Task details: Recast the data below as a numbered list, leaving out any blank lines.

Task material:
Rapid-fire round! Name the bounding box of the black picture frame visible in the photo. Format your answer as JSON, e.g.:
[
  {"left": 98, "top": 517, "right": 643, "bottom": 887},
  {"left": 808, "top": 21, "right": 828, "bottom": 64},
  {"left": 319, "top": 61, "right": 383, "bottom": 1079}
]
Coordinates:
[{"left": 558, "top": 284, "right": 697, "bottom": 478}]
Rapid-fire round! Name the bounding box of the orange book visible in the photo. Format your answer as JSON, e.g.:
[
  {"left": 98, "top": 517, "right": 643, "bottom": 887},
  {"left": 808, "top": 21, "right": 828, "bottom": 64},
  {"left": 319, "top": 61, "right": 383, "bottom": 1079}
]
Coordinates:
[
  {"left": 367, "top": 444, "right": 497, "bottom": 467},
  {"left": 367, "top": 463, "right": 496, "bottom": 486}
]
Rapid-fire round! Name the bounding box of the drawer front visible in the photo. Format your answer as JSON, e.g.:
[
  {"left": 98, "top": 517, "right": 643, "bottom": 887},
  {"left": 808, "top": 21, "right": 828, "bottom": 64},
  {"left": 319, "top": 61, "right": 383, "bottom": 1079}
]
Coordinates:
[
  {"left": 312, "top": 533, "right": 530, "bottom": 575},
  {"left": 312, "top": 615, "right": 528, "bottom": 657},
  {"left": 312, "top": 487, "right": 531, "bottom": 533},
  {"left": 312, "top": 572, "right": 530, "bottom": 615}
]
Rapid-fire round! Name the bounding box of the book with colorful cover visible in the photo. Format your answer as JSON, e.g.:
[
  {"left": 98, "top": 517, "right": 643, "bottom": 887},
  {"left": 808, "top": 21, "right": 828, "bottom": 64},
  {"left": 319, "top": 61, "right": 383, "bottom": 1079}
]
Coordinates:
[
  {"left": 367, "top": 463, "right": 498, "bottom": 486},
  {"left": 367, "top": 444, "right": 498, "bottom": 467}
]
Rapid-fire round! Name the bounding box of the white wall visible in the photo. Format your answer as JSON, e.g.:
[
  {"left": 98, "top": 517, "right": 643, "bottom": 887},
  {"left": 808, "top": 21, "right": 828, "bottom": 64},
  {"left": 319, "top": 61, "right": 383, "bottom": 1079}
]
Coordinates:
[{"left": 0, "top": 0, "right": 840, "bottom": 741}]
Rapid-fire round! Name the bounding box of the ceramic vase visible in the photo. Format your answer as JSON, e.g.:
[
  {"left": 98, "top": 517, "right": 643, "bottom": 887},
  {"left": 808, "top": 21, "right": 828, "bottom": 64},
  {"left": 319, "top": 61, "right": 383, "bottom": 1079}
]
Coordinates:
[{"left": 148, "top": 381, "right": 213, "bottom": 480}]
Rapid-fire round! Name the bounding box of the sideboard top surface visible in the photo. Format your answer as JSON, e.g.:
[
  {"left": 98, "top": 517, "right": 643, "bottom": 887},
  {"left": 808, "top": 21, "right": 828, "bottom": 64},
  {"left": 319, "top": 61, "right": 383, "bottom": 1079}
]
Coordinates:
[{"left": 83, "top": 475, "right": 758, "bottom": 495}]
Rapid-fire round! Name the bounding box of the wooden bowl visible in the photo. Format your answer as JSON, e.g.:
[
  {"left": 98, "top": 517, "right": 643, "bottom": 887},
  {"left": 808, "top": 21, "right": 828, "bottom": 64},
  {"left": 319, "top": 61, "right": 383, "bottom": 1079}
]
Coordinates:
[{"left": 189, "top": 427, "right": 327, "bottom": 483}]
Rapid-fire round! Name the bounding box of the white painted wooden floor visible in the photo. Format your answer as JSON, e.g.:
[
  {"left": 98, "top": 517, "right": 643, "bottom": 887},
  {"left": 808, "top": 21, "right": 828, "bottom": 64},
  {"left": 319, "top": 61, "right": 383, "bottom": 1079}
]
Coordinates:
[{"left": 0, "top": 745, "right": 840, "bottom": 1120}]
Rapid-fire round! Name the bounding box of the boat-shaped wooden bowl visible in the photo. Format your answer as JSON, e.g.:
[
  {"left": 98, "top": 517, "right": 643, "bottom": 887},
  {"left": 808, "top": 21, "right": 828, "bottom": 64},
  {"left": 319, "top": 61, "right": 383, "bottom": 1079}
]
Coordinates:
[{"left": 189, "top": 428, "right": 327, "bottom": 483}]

Output:
1. Rapid-fire round! Name the bounding box of the black picture frame visible in the photo. Format your answer as JSON, e.g.:
2. [
3.   {"left": 98, "top": 517, "right": 643, "bottom": 887},
4.   {"left": 808, "top": 21, "right": 828, "bottom": 64},
5.   {"left": 319, "top": 61, "right": 383, "bottom": 1079}
6. ]
7. Coordinates:
8. [{"left": 558, "top": 284, "right": 697, "bottom": 478}]
9. Rapid-fire round! Name the bounding box of the orange book visible in the photo. Format your answer as JSON, e.g.:
10. [
11.   {"left": 98, "top": 517, "right": 643, "bottom": 887},
12.   {"left": 808, "top": 21, "right": 828, "bottom": 64},
13.   {"left": 319, "top": 61, "right": 383, "bottom": 1079}
14. ]
15. Coordinates:
16. [
17.   {"left": 367, "top": 444, "right": 497, "bottom": 467},
18.   {"left": 367, "top": 463, "right": 496, "bottom": 486}
19. ]
20. Rapid-fire round! Name the bounding box of the drawer front visible in the photo. Format your answer as JSON, e.g.:
21. [
22.   {"left": 98, "top": 517, "right": 643, "bottom": 887},
23.   {"left": 808, "top": 21, "right": 828, "bottom": 64},
24.   {"left": 319, "top": 61, "right": 383, "bottom": 1079}
25. ]
26. Coordinates:
27. [
28.   {"left": 312, "top": 533, "right": 530, "bottom": 575},
29.   {"left": 312, "top": 615, "right": 528, "bottom": 657},
30.   {"left": 312, "top": 487, "right": 531, "bottom": 533},
31.   {"left": 312, "top": 572, "right": 530, "bottom": 615}
32. ]
33. Rapid-fire round! Name the bounding box of the book with colorful cover visible in the photo. Format your answer as JSON, e.g.:
34. [
35.   {"left": 98, "top": 517, "right": 643, "bottom": 887},
36.   {"left": 808, "top": 21, "right": 828, "bottom": 64},
37.   {"left": 319, "top": 61, "right": 383, "bottom": 1079}
38. ]
39. Coordinates:
40. [
41.   {"left": 367, "top": 463, "right": 498, "bottom": 486},
42.   {"left": 367, "top": 444, "right": 498, "bottom": 467}
43. ]
44. Rapid-fire round! Name the bounding box of the white wall visible in the photo. Format your answer as JSON, e.g.:
45. [
46.   {"left": 98, "top": 517, "right": 643, "bottom": 887},
47.   {"left": 808, "top": 21, "right": 828, "bottom": 64},
48.   {"left": 319, "top": 61, "right": 383, "bottom": 1079}
49. ]
50. Coordinates:
51. [{"left": 0, "top": 0, "right": 840, "bottom": 741}]
52. Rapid-fire round! Name the bounding box of the ceramic vase visible in the photo. Format your answer as JSON, e.g.:
53. [
54.   {"left": 98, "top": 517, "right": 643, "bottom": 887},
55.   {"left": 808, "top": 21, "right": 828, "bottom": 64},
56.   {"left": 319, "top": 61, "right": 383, "bottom": 1079}
57. ]
58. Coordinates:
59. [{"left": 148, "top": 381, "right": 213, "bottom": 480}]
60. Rapid-fire round! Name the bounding box of the sideboard top surface visible in the photo. Format your answer as JSON, e.g.:
61. [
62.   {"left": 98, "top": 517, "right": 643, "bottom": 887},
63.   {"left": 808, "top": 21, "right": 828, "bottom": 64},
64.   {"left": 319, "top": 61, "right": 383, "bottom": 1079}
65. ]
66. Coordinates:
67. [{"left": 83, "top": 475, "right": 758, "bottom": 495}]
68. Rapid-fire round! Name the bounding box of the wooden bowl visible in the photo. Format your answer as JSON, e.g.:
69. [
70.   {"left": 98, "top": 517, "right": 643, "bottom": 887},
71.   {"left": 808, "top": 21, "right": 828, "bottom": 64},
72.   {"left": 319, "top": 61, "right": 383, "bottom": 1079}
73. ]
74. Coordinates:
75. [{"left": 189, "top": 427, "right": 327, "bottom": 483}]
76. Rapid-fire round! Name the bounding box of the white painted wooden floor visible in the photo. Format your answer as JSON, e.g.:
77. [
78.   {"left": 98, "top": 517, "right": 643, "bottom": 887},
79.   {"left": 808, "top": 21, "right": 828, "bottom": 64},
80.   {"left": 319, "top": 61, "right": 383, "bottom": 1079}
81. ]
82. Coordinates:
83. [{"left": 0, "top": 745, "right": 840, "bottom": 1120}]
84. Rapid-fire round! Name the bounding box of the boat-shaped wooden bowl visible in the photo. Format your answer as JSON, e.g.:
85. [
86.   {"left": 98, "top": 517, "right": 643, "bottom": 887},
87.   {"left": 808, "top": 21, "right": 828, "bottom": 64},
88.   {"left": 319, "top": 61, "right": 383, "bottom": 1079}
89. ]
90. Coordinates:
91. [{"left": 189, "top": 428, "right": 327, "bottom": 483}]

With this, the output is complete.